TASK TO CARRY OUT ::
Repeat only what appears from the line containing "Could you please pick out the black helmet" through the last line of the listing below, exactly as written.

SUPPLIED DATA ::
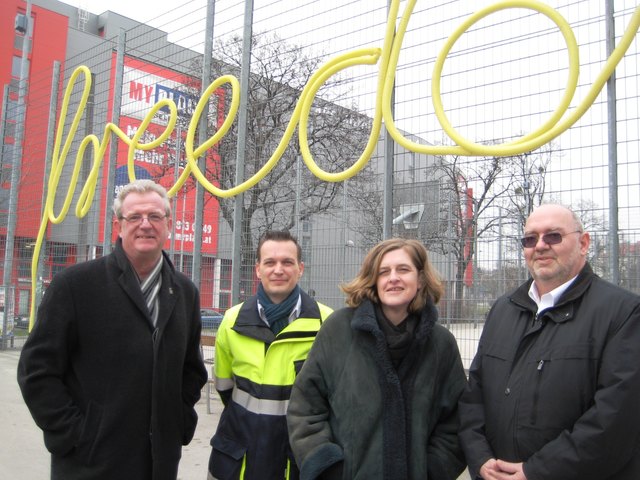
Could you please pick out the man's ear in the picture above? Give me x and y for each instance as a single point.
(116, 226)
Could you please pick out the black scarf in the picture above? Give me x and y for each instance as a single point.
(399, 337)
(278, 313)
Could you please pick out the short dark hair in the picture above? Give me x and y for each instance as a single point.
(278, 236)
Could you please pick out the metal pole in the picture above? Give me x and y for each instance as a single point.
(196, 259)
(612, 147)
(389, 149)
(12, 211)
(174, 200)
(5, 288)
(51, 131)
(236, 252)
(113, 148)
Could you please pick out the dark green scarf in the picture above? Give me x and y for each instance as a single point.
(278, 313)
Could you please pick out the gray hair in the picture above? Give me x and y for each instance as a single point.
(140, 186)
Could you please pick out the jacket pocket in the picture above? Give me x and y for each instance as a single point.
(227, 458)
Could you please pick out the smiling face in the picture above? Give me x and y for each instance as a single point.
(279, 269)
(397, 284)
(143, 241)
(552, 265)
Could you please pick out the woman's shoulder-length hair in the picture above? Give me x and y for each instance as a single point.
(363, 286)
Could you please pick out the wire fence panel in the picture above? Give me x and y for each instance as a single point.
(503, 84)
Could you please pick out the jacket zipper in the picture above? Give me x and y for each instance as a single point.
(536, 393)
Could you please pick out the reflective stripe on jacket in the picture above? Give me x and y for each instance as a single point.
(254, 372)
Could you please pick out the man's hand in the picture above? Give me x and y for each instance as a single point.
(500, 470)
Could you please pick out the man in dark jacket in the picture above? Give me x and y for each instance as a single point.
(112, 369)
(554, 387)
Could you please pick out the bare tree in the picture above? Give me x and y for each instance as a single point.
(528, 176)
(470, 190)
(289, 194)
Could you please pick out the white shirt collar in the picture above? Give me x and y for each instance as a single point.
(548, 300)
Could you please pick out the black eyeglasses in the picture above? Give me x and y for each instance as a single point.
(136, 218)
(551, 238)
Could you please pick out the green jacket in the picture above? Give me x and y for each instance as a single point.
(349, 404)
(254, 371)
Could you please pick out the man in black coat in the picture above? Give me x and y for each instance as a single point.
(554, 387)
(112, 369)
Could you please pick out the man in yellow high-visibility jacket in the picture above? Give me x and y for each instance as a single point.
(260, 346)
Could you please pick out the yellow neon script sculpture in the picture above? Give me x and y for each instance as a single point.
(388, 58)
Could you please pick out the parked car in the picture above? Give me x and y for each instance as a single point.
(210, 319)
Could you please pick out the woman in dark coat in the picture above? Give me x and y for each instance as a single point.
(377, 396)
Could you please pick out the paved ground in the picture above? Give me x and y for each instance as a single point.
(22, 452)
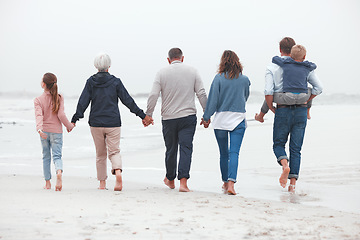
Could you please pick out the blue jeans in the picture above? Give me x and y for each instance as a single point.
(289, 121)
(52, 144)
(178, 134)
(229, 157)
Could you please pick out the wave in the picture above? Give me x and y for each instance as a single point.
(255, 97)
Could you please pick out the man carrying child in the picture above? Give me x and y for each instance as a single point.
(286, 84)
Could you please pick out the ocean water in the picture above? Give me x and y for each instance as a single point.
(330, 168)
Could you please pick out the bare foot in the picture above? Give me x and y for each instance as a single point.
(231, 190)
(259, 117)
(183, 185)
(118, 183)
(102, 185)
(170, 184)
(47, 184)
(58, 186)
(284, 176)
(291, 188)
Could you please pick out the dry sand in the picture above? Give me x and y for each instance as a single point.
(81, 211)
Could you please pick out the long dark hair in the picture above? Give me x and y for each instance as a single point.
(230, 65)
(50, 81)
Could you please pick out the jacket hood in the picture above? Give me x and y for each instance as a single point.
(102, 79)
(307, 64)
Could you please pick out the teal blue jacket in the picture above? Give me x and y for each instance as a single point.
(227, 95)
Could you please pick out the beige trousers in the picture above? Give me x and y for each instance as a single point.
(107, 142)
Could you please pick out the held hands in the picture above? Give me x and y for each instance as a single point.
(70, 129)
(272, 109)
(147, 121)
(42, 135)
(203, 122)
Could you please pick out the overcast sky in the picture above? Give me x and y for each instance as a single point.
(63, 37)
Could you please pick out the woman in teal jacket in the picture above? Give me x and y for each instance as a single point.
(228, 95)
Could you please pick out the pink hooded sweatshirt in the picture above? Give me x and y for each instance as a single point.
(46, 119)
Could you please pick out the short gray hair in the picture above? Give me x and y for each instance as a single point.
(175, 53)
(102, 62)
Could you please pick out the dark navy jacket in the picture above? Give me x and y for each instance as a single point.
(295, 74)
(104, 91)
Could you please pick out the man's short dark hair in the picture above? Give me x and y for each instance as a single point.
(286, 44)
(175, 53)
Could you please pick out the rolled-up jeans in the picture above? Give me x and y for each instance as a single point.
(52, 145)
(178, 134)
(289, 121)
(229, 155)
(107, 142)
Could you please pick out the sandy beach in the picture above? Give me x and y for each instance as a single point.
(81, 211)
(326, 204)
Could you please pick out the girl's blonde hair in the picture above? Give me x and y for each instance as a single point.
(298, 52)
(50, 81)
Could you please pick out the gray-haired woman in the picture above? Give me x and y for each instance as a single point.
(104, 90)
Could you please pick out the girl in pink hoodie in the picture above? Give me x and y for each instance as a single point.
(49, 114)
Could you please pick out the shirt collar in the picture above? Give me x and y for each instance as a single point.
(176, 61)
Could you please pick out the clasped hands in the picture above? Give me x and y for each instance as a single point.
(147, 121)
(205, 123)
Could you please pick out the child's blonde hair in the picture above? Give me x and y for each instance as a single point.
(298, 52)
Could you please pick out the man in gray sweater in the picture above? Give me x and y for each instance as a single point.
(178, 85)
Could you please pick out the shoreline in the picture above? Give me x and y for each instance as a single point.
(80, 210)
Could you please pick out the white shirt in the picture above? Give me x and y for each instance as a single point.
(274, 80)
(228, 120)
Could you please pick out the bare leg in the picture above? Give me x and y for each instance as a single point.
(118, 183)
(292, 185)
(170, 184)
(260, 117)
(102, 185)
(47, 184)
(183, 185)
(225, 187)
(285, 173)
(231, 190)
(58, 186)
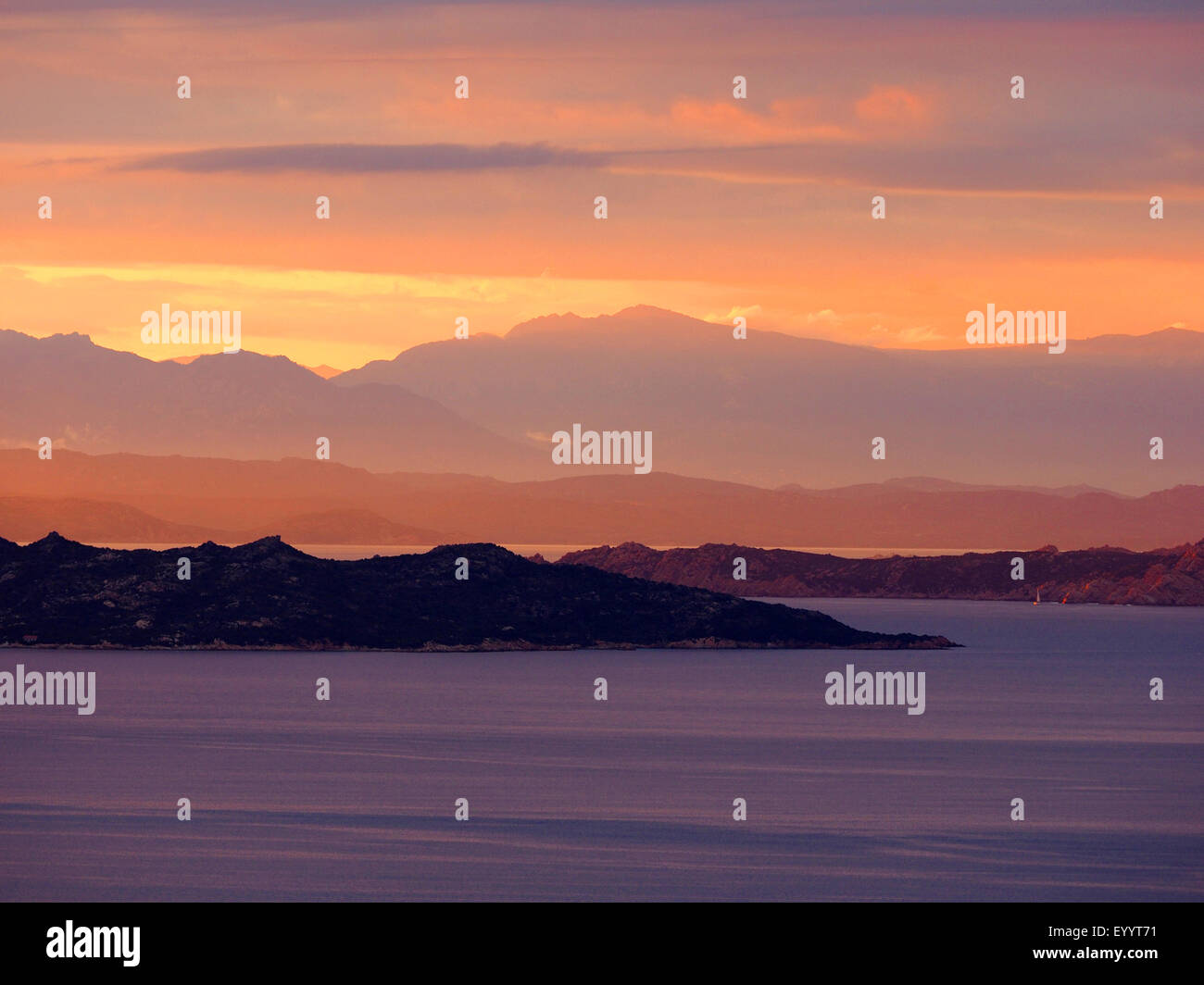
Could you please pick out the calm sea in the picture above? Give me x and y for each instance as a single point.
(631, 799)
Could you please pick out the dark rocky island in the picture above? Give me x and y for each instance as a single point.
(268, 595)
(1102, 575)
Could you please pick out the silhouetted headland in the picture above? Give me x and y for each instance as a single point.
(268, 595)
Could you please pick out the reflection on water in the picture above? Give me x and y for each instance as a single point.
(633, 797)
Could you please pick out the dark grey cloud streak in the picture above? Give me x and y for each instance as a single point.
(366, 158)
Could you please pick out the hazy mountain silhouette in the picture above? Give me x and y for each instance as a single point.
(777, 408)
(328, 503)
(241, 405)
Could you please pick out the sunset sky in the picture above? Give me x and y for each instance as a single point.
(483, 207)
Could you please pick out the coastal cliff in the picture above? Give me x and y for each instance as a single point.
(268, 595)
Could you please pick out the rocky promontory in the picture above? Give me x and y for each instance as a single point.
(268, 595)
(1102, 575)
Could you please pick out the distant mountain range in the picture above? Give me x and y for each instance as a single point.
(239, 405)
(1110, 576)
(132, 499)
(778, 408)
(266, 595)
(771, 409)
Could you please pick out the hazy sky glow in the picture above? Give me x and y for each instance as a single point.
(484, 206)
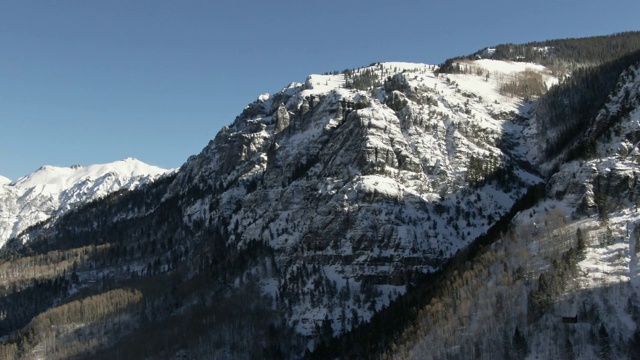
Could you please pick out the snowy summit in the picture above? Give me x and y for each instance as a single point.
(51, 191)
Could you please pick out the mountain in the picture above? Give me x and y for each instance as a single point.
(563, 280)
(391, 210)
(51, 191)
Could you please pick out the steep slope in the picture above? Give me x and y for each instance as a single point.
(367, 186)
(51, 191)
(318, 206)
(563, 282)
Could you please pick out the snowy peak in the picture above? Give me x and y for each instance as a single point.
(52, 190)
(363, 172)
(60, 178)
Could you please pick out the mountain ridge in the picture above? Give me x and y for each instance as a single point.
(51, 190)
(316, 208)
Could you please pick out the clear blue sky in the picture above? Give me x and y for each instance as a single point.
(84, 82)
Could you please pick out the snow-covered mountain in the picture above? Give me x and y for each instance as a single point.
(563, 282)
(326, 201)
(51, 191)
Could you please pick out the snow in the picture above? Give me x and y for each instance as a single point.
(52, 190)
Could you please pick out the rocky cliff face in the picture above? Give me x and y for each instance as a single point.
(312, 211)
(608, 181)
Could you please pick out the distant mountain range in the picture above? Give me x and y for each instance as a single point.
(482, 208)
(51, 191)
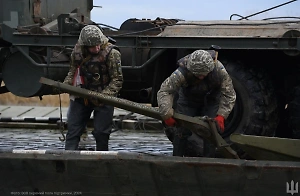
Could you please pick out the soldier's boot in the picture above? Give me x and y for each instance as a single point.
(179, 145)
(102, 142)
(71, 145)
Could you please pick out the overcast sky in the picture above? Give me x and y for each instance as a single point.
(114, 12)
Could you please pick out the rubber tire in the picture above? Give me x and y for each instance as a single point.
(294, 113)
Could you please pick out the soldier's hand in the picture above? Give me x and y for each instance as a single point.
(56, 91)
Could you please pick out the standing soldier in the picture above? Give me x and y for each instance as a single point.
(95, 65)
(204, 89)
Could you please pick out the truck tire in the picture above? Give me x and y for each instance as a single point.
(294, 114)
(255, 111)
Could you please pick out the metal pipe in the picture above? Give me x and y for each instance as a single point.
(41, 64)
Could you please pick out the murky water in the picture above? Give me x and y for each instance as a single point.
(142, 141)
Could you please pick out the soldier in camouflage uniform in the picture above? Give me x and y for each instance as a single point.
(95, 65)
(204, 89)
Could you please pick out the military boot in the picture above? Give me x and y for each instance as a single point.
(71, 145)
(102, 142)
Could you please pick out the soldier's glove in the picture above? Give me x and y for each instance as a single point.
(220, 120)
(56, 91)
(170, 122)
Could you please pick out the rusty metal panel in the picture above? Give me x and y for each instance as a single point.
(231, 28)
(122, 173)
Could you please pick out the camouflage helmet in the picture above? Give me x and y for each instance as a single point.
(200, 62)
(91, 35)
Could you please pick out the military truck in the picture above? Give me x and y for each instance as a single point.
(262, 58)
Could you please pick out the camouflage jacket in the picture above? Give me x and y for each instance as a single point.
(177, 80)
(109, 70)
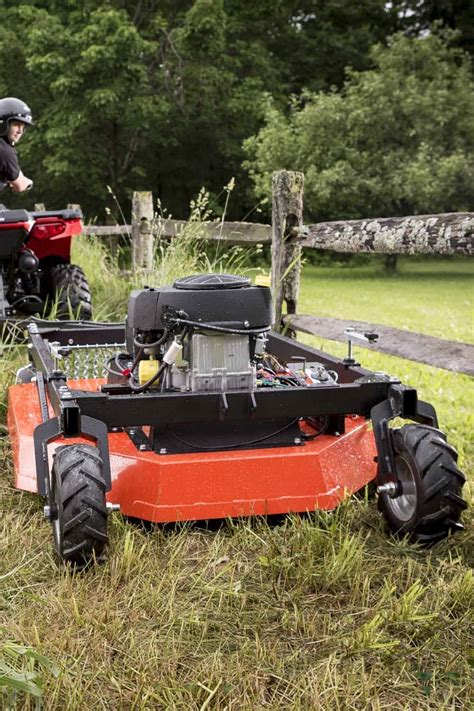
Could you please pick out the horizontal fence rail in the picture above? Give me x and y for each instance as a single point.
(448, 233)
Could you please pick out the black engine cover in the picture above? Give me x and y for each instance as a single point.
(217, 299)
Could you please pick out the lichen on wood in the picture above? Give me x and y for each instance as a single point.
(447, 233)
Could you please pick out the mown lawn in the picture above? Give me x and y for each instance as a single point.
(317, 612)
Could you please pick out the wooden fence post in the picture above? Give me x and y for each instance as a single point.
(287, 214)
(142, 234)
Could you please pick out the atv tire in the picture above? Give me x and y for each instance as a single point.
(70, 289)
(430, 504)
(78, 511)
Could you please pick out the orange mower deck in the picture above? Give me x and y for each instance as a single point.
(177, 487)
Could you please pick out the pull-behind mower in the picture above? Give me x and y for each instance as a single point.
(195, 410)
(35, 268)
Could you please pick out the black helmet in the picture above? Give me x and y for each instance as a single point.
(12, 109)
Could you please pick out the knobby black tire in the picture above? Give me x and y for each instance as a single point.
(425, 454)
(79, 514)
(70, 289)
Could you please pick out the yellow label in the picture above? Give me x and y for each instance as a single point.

SOLUTION FOR THIS TASK ::
Could you please pick out the black helmet in the picture above? Give me x and y for each instance as a single point.
(12, 109)
Could you please pick out the knobby black tire in the picture above? Give me x and y for each instance as a single point.
(425, 454)
(79, 514)
(70, 289)
Could you please pick out the yellow label in the picture above? Give me x and y for each instance as a single point.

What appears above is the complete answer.